- Directed by: Chee Kong Cheah (CheeK)
- Written by: Chee Kong Cheah (CheeK)
- Produced by: David Leong Suat Yen Lim
- Starring: Pierre Png; May Yee Lum; Catherine Sng; Gary Yuen; Kevin Murphy; Kelvin Ng; Su Ching Teh; Wui Seng Cheong; Irene Ong; Weng Kee Lee; Gary Loh; Jo Jo Struys; Randall Tan; Zalina Abdul Hamid; Mohan Sachden;
- Cinematography: Daniel Low
- Edited by: Lawrence Ng
- Release date: 16 November 2000;
- Running time: 100 min
- Country: Singapore
- Language: Cantonese / English

= Chicken Rice War =

Chicken Rice War is a Singaporean romantic comedy film released in 2000 by Raintree Pictures. It is an adaptation of Romeo and Juliet in a Singaporean setting, where fierce competition between rival chicken rice hawkers resulted in bitter enmity. The old feud between chicken rice hawker families' stand in the way of their young offspring who fell for one another.

Entries supplied:
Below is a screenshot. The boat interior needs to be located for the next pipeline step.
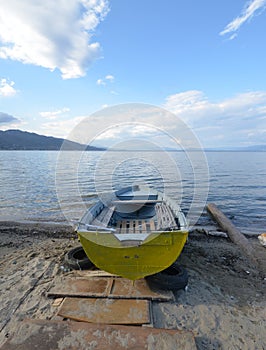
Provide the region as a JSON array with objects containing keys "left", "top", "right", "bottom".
[{"left": 80, "top": 186, "right": 185, "bottom": 236}]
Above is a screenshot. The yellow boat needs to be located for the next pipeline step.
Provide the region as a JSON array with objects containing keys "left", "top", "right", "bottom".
[{"left": 77, "top": 185, "right": 188, "bottom": 280}]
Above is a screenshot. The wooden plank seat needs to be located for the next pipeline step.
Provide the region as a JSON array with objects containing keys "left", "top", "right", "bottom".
[
  {"left": 91, "top": 206, "right": 115, "bottom": 227},
  {"left": 116, "top": 220, "right": 156, "bottom": 233},
  {"left": 155, "top": 203, "right": 177, "bottom": 230}
]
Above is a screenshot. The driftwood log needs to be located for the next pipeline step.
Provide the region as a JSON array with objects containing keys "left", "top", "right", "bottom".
[{"left": 207, "top": 203, "right": 265, "bottom": 273}]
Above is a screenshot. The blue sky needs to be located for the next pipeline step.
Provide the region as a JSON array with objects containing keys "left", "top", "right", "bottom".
[{"left": 0, "top": 0, "right": 266, "bottom": 147}]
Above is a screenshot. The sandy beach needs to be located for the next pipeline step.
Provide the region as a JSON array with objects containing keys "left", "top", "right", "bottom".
[{"left": 0, "top": 222, "right": 266, "bottom": 350}]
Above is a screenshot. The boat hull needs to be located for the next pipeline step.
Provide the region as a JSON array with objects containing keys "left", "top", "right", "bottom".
[{"left": 78, "top": 230, "right": 188, "bottom": 280}]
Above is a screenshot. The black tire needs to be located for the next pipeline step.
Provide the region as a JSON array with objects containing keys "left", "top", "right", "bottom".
[
  {"left": 146, "top": 262, "right": 188, "bottom": 291},
  {"left": 64, "top": 247, "right": 94, "bottom": 270}
]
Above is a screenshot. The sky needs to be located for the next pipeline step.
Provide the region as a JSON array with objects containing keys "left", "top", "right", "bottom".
[{"left": 0, "top": 0, "right": 266, "bottom": 147}]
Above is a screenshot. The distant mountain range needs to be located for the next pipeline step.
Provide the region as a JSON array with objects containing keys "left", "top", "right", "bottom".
[
  {"left": 0, "top": 130, "right": 266, "bottom": 152},
  {"left": 0, "top": 130, "right": 104, "bottom": 151}
]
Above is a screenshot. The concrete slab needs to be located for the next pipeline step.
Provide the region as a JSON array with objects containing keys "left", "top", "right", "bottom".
[{"left": 1, "top": 320, "right": 197, "bottom": 350}]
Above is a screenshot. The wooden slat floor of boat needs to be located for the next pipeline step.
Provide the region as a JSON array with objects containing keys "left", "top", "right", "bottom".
[
  {"left": 91, "top": 206, "right": 115, "bottom": 227},
  {"left": 1, "top": 320, "right": 197, "bottom": 350},
  {"left": 57, "top": 298, "right": 151, "bottom": 325},
  {"left": 116, "top": 220, "right": 156, "bottom": 233},
  {"left": 155, "top": 203, "right": 176, "bottom": 229}
]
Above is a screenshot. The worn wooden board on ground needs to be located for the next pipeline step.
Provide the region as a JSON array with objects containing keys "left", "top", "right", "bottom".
[
  {"left": 58, "top": 298, "right": 150, "bottom": 325},
  {"left": 47, "top": 276, "right": 174, "bottom": 301},
  {"left": 47, "top": 277, "right": 113, "bottom": 297},
  {"left": 110, "top": 278, "right": 174, "bottom": 301},
  {"left": 1, "top": 320, "right": 197, "bottom": 350}
]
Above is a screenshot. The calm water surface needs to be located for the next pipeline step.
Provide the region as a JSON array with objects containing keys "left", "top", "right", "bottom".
[{"left": 0, "top": 151, "right": 266, "bottom": 233}]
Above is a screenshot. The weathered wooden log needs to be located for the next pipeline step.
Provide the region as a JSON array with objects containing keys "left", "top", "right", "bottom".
[{"left": 207, "top": 203, "right": 261, "bottom": 267}]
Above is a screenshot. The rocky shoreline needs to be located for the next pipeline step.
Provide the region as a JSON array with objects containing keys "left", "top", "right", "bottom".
[{"left": 0, "top": 222, "right": 266, "bottom": 350}]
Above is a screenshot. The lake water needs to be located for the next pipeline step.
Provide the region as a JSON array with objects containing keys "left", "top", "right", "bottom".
[{"left": 0, "top": 151, "right": 266, "bottom": 233}]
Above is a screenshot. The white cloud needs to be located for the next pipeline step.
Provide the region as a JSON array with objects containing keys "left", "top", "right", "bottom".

Problems to work on:
A - According to the passage on Chicken Rice War, which company released the film?
B - Continue the passage on Chicken Rice War, starting after its last sentence.

Expected answers:
A - Raintree Pictures

B -
==Synopsis==
Chicken Rice War is loosely based on William Shakespeare's Romeo and Juliet. In this movie the Montagues and Capulets are represented by the families Wong and Chan. Both families run Chicken Rice stalls side by side in the same market, something that the authorities say is impossible, since it is not allowed. The underlying conflict is about the secret family recipes that has been kept secret for generations, but apart from that nobody really knows what the fight is about.

Audrey Chan is a beautiful, vain and spoilt girl who is the most popular girl in school. Fenson Wong is an insecure young man with a stutter who, of course, is madly in love with Audrey. Their only common interest is Shakespeare and the version of Romeo and Juliet that they are setting up at school. When Fenson gets the chance to replace Audrey's beautiful but dim boyfriend as Romeo he starts seriously dreaming about capturing Audrey's heart.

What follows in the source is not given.